::: SOURCE DATA :::
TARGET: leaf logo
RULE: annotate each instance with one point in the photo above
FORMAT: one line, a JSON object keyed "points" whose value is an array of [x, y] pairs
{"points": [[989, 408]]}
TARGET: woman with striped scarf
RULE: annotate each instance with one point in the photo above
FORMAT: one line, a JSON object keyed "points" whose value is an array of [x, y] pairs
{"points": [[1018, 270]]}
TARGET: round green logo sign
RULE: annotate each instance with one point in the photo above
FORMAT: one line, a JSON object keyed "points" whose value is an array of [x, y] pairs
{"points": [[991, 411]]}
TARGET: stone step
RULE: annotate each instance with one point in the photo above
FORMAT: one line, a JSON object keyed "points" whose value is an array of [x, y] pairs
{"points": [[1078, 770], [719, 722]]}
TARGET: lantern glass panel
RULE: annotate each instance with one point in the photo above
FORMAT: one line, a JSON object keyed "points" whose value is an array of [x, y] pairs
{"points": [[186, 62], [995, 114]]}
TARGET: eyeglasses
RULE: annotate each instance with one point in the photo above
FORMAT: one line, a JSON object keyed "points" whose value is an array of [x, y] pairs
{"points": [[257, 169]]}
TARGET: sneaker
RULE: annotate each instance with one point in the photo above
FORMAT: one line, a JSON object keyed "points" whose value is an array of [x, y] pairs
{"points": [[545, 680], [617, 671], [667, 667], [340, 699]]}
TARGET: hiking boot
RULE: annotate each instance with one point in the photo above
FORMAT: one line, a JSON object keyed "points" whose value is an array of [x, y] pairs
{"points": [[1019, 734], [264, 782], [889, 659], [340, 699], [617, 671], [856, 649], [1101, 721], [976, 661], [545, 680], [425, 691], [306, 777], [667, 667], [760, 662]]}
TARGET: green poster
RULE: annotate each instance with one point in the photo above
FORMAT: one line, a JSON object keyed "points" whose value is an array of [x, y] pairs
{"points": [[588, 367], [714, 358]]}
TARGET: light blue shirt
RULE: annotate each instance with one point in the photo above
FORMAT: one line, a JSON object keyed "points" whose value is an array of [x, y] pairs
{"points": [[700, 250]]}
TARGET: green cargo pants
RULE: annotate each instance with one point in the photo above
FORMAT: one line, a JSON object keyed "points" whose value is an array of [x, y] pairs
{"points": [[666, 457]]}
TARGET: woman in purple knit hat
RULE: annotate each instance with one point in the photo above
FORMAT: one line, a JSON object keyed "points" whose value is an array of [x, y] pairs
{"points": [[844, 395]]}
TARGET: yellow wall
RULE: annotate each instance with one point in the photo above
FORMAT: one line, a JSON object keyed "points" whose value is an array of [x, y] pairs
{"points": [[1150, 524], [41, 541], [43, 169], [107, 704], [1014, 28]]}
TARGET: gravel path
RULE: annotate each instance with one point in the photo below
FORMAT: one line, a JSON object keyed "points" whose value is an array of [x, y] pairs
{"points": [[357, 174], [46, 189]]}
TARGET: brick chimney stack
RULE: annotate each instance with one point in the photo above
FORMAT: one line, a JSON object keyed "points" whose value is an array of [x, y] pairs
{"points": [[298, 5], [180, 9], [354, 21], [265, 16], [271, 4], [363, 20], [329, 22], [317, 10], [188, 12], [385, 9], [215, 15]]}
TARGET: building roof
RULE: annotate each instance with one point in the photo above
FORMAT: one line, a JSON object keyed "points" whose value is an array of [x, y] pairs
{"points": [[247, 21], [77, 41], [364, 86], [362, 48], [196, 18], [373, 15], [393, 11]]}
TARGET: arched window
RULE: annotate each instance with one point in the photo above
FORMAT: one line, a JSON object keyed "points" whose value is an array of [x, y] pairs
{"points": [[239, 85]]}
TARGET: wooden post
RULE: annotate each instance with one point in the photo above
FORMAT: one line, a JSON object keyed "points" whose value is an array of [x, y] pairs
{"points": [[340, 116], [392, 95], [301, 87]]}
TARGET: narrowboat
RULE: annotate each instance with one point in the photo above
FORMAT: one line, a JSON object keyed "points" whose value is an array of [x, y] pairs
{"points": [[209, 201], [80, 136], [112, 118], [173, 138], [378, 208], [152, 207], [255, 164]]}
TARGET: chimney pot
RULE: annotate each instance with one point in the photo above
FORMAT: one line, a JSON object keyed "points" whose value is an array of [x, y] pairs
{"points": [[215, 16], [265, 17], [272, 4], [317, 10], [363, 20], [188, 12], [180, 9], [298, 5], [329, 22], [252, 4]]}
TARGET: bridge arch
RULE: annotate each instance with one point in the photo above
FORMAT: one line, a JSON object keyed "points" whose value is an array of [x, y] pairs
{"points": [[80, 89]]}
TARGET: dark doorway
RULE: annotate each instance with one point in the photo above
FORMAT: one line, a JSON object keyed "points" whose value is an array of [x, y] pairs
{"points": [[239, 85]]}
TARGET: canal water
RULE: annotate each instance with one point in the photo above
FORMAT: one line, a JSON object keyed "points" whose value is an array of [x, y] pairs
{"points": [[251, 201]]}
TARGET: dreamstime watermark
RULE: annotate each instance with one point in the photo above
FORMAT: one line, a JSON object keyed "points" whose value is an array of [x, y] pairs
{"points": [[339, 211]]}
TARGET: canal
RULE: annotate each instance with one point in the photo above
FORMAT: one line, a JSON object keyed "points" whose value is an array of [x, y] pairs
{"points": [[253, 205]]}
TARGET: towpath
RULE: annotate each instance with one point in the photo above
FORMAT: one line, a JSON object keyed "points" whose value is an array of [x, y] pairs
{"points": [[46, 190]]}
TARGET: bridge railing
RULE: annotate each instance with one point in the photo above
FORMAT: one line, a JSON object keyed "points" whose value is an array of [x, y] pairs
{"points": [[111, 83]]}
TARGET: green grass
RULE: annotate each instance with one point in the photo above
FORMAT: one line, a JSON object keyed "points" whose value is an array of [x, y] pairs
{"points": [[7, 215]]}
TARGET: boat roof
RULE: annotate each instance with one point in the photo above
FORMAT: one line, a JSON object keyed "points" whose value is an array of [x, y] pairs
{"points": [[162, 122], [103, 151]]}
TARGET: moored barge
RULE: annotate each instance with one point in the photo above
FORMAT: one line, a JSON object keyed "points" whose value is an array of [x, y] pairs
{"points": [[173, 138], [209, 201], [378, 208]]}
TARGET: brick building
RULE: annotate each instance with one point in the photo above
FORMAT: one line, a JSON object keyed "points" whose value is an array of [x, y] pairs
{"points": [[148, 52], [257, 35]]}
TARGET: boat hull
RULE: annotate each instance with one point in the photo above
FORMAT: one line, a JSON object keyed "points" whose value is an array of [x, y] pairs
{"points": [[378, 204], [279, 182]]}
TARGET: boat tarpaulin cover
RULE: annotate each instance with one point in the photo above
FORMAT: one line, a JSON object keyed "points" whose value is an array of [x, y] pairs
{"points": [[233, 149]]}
:::
**ACTIVITY**
Without omission, retype the full listing shown above.

**SOLUTION TO THIS PROBLEM**
TARGET: leaf logo
RULE: annotate each instance with one point in the photo above
FORMAT: one line, a JSON object keyed "points" whose value is an array of [x, y] pairs
{"points": [[989, 408]]}
TARGET: woman with striped scarf
RULE: annotate each instance with one point in the photo above
FORMAT: one line, a JSON object keyed "points" whose value is an array of [x, y] pairs
{"points": [[1018, 270]]}
TARGET: round green logo sign
RULE: annotate each instance with one point in the photo above
FORMAT: one line, a JSON object keyed "points" whose value is an array of [x, y] pairs
{"points": [[991, 411]]}
TARGET: stone step
RULE: annotate each instance with one point in the photo above
FORMAT: one line, a JSON object keyed "points" whose value is an array of [x, y] pairs
{"points": [[1078, 770], [719, 722]]}
TARGET: lantern glass panel
RULE: annotate each instance with one point in the photo above
FORMAT: one line, a JSON object keyed "points" whose value is an array of [x, y] pairs
{"points": [[186, 62], [995, 114]]}
TARGET: eyeglasses
RULE: annotate each instance with one point in the photo above
FORMAT: one line, a JSON object keyed "points" whose value is an array of [x, y] pairs
{"points": [[257, 169]]}
TARGET: sneaker
RULE: annotate each instance with one point in the photo above
FORMAT: one line, a JSON object keyed "points" whose value is an array of [x, y] pairs
{"points": [[545, 680], [617, 671], [667, 667], [340, 699]]}
TARGET: hiking boot
RULE: annotate each instance with one point in the photo above
FORMAT: one line, a JSON object keyed "points" whose value is an array of [x, y] pairs
{"points": [[1019, 734], [264, 782], [889, 659], [340, 699], [617, 671], [856, 649], [1101, 721], [976, 661], [545, 680], [425, 691], [306, 777], [667, 667], [760, 662]]}
TARGET: green poster
RULE: annotate each instance with one point in the photo above
FORMAT: one line, a JSON object keyed "points" whose value is an array of [x, y] pairs
{"points": [[588, 367], [714, 358]]}
TARGET: light blue shirt
RULE: annotate each instance with one point in the photo above
FORMAT: one line, a JSON object keyed "points" whose value is an array of [x, y] pairs
{"points": [[700, 250]]}
TARGET: green cargo pants
RULE: annotate each instance with one point in the photo above
FORMAT: one line, a JSON object keyed "points" whose value is an array of [x, y] pairs
{"points": [[666, 457]]}
TARGET: woman in purple knit hat
RULE: annotate each instance with one point in the photo above
FORMAT: one line, a JSON object keyed "points" whose value is an array of [x, y] pairs
{"points": [[844, 395]]}
TARGET: yellow wall
RULE: annotate each instance with one point in the photo above
FORMAT: one line, a JSON object keyed "points" whose value is an array of [x, y] pairs
{"points": [[1150, 524], [41, 541], [43, 169], [107, 704], [1014, 28]]}
TARGET: gravel path
RULE: annotate each instance with one point in the photo below
FORMAT: one line, a JSON object keyed "points" whose value is an array of [x, y] pairs
{"points": [[357, 174], [46, 189]]}
TARGET: brick chimney stack
RULE: annotate each instance with one point in the photo above
FORMAT: one line, a JSON object keyed "points" whose value is an array of [x, y] pairs
{"points": [[298, 5], [180, 9], [354, 21], [265, 16], [271, 4], [363, 20], [329, 22], [317, 10], [188, 12], [385, 9], [215, 15]]}
TARGET: building roof
RULE: annotate each instance with one point in the photo above
FORMAT: one line, a JSON object keyed "points" whose value is an array of [x, y] pairs
{"points": [[247, 21], [77, 41], [364, 86], [362, 48], [196, 18], [373, 15], [393, 11]]}
TARGET: arched window
RULE: annotate each instance with one point in the photo above
FORMAT: one line, a JSON object keyed "points" whose value is an array of [x, y] pairs
{"points": [[239, 85]]}
TARGET: wooden post
RULE: annotate each instance with one point in the photo above
FORMAT: one line, a JSON object keyed "points" whose value is an array of [x, y] pairs
{"points": [[340, 116], [392, 95], [301, 87]]}
TARGET: narrowboat
RULE: annotate each instance with one point in the photo above
FORMAT: one line, a JSON object keyed "points" whose value is an array of [x, y] pairs
{"points": [[209, 201], [80, 136], [112, 118], [173, 138], [378, 208], [152, 207], [255, 164]]}
TARGET: chimney pot
RULE: annotate each instance with one point in the photo above
FORMAT: one line, a JSON object keyed "points" whose value is an array of [x, y] pairs
{"points": [[215, 16], [265, 17], [272, 4], [317, 10], [363, 20], [188, 12], [180, 9], [298, 5], [329, 22], [252, 4]]}
TARGET: bridge arch
RULE: annotate each instance with one point in the photo above
FORMAT: one line, a JSON object keyed "points" whose value is an array of [x, y] pairs
{"points": [[80, 89]]}
TARGET: dark doorway
RULE: annotate each instance with one point in the photo above
FORMAT: one line, a JSON object keyed "points" whose value is an array of [x, y] pairs
{"points": [[239, 85]]}
TARGET: canal water
RULE: annotate each instance with one point in the photo above
FORMAT: one line, a JSON object keyed "points" whose value is an array of [x, y] pairs
{"points": [[251, 201]]}
TARGET: dreamstime watermark
RULE: annotate each instance with one point in the photo above
FORMAT: one line, a JSON object keyed "points" whose value is an array of [x, y] pairs
{"points": [[339, 211]]}
TARGET: canal
RULE: annotate each instance with one point in the photo above
FORMAT: one line, a JSON object keyed "points" whose value is an array of [x, y] pairs
{"points": [[253, 205]]}
TARGET: towpath
RULE: annotate each instance with one point in the photo above
FORMAT: one line, a JSON object keyed "points" whose value is an array of [x, y] pairs
{"points": [[46, 190]]}
TARGET: bridge railing
RULE: annotate each instance with one point in the photo above
FORMAT: one line, a JSON object keyed "points" whose value is an array of [x, y] pairs
{"points": [[111, 83]]}
TARGET: green grass
RULE: annotate each instance with one point in the photo above
FORMAT: one line, a JSON object keyed "points" whose value is an array of [x, y] pairs
{"points": [[7, 215]]}
TARGET: boat roof
RULE: annotate each instance with one point in the photo above
FORMAT: one line, a JSON object keyed "points" whose value is an array of [x, y] pairs
{"points": [[162, 122], [103, 151]]}
TARGET: moored barge
RULE: annotate each instance with one point in the photo above
FORMAT: one line, a JSON object keyed "points" whose value is an array of [x, y] pairs
{"points": [[173, 138], [209, 201], [378, 208]]}
TARGET: brick building
RULE: annotate each instance with one point in the photo above
FORMAT: one line, a JSON object keyed "points" whose value is an array of [x, y] pairs
{"points": [[148, 52], [257, 35]]}
TARGET: boat hull
RULE: annotate each instance with one point in the photo above
FORMAT: one line, a JSON object keyed "points" whose value is an array of [x, y] pairs
{"points": [[378, 204], [279, 182]]}
TARGET: boat tarpaulin cover
RULE: annotate each instance with one point in the photo above
FORMAT: one line, a JSON object keyed "points" whose value is an array of [x, y] pairs
{"points": [[233, 149]]}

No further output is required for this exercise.